## AIM OF THE TASK
Copy out every line from the one containing "Provide a point for each instance of the car" down to the one containing "x=583, y=380", both included, and shift each coordinate by -103.

(Data entries)

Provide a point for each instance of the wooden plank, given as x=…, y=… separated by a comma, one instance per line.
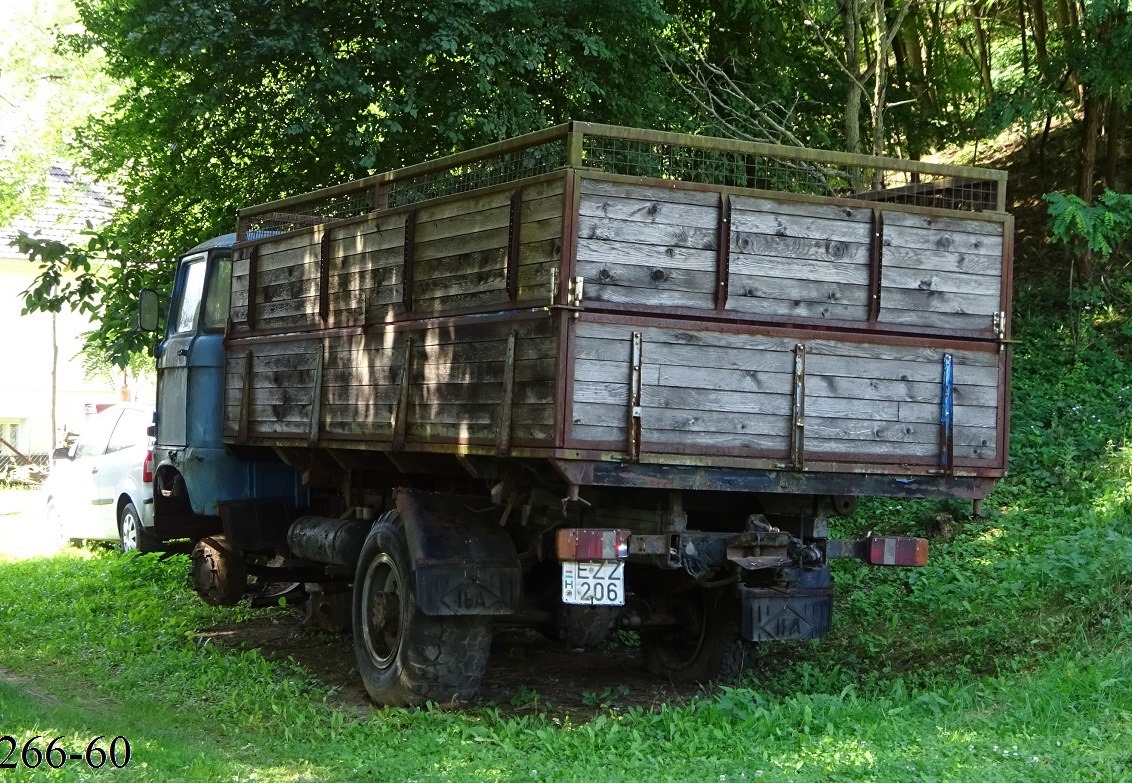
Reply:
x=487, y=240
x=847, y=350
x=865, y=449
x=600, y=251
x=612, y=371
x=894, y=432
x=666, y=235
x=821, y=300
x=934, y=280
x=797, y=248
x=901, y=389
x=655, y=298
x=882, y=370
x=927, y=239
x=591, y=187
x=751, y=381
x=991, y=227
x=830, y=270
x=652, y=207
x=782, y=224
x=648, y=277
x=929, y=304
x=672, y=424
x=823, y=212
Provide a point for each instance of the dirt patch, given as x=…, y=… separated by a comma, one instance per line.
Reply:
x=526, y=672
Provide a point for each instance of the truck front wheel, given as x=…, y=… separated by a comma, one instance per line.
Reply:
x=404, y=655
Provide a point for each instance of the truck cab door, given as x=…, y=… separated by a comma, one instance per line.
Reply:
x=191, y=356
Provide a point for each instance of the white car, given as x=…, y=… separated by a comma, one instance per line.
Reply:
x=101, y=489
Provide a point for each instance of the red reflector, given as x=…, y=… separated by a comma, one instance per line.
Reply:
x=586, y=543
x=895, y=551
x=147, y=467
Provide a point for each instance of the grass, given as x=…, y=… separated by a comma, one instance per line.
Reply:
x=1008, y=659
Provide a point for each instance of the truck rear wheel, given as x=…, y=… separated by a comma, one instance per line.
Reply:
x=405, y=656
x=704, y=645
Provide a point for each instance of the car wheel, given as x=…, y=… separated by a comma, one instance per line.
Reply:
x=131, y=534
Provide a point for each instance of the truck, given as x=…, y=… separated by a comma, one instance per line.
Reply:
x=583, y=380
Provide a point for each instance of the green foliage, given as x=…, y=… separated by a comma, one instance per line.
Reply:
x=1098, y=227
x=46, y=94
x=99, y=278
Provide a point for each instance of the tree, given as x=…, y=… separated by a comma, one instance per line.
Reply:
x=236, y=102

## RESPONSE TO THIS EXERCISE
Provide a point for each instance of the car wheel, given as x=…, y=… separated by a comma, one instance per line.
Reply:
x=28, y=431
Provide a point for each instance of the truck, given as x=…, y=… separated by a comma, one instance per line.
Reply:
x=480, y=277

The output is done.